◆ Instruction
Write out every one of the entries below word for word, omitting the pictures.

═══ Data supplied

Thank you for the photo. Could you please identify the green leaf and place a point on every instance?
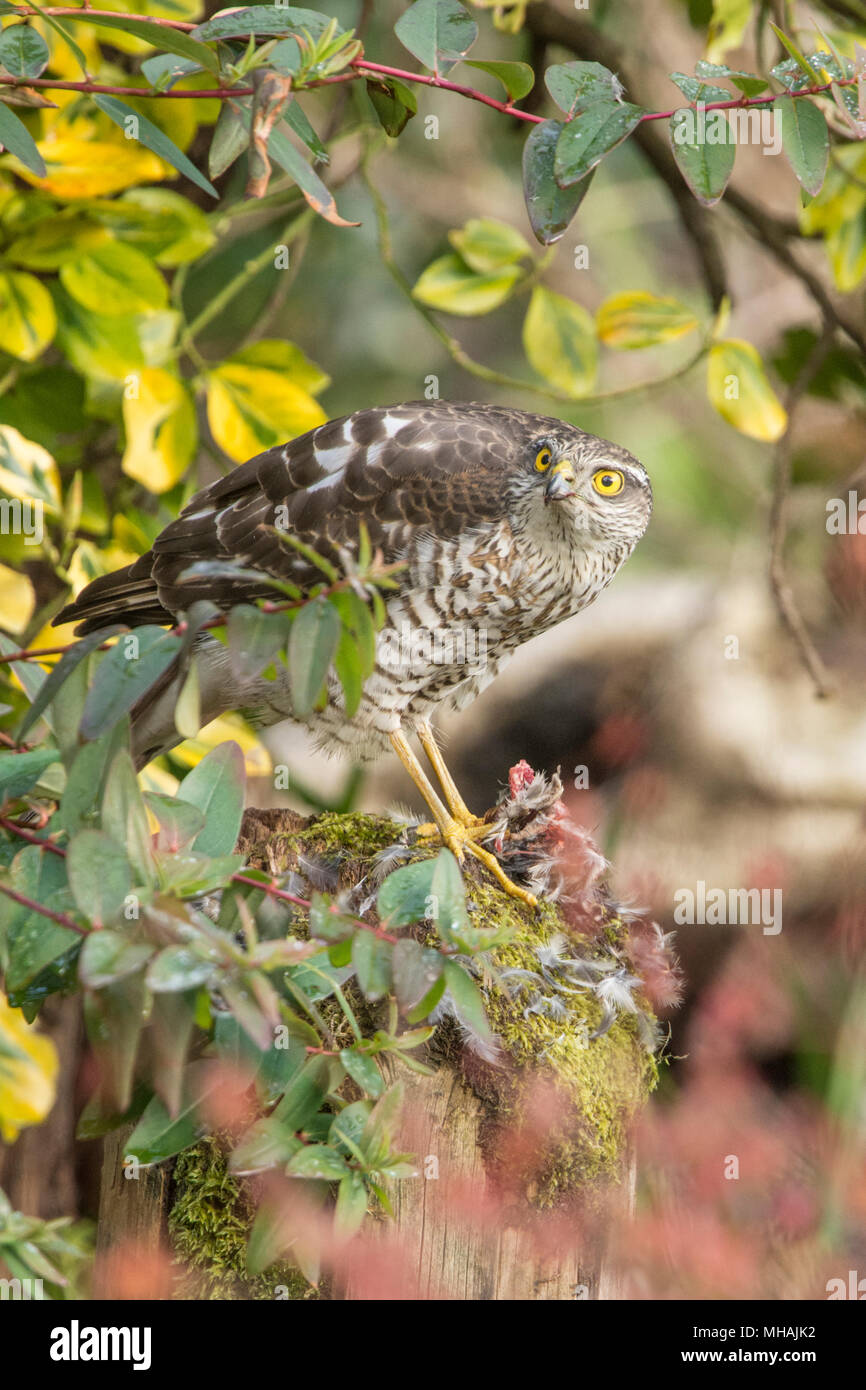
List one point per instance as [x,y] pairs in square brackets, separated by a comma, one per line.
[517,78]
[129,669]
[99,875]
[577,85]
[255,640]
[152,138]
[392,102]
[448,893]
[114,280]
[740,391]
[305,1096]
[180,822]
[317,1161]
[697,91]
[449,285]
[559,341]
[18,141]
[157,1134]
[178,968]
[114,1018]
[160,36]
[371,959]
[350,1204]
[363,1070]
[20,772]
[317,195]
[416,972]
[41,955]
[264,1144]
[217,787]
[705,164]
[231,139]
[378,1130]
[795,53]
[485,245]
[437,32]
[86,776]
[28,320]
[264,18]
[60,673]
[295,117]
[467,1001]
[405,894]
[590,136]
[549,207]
[748,85]
[312,649]
[638,319]
[22,52]
[805,141]
[107,957]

══════

◆ Answer to the problem
Thank you for the photo. Could you please identify the green leaf and place a point on every instance?
List one point per instance as [x,y] pairs in square brackets, separated by a comma, one per line.
[517,78]
[129,669]
[99,875]
[577,85]
[255,640]
[152,138]
[392,102]
[448,893]
[114,280]
[740,391]
[305,1096]
[180,822]
[317,1161]
[697,91]
[449,285]
[559,341]
[18,141]
[157,1134]
[178,968]
[114,1018]
[160,36]
[371,959]
[350,1204]
[363,1070]
[20,772]
[317,195]
[416,972]
[41,955]
[264,1144]
[217,787]
[705,164]
[231,139]
[378,1130]
[795,53]
[485,245]
[437,32]
[86,776]
[28,320]
[264,18]
[60,673]
[295,117]
[467,1001]
[405,894]
[590,136]
[549,207]
[748,85]
[312,649]
[638,319]
[22,52]
[805,141]
[107,957]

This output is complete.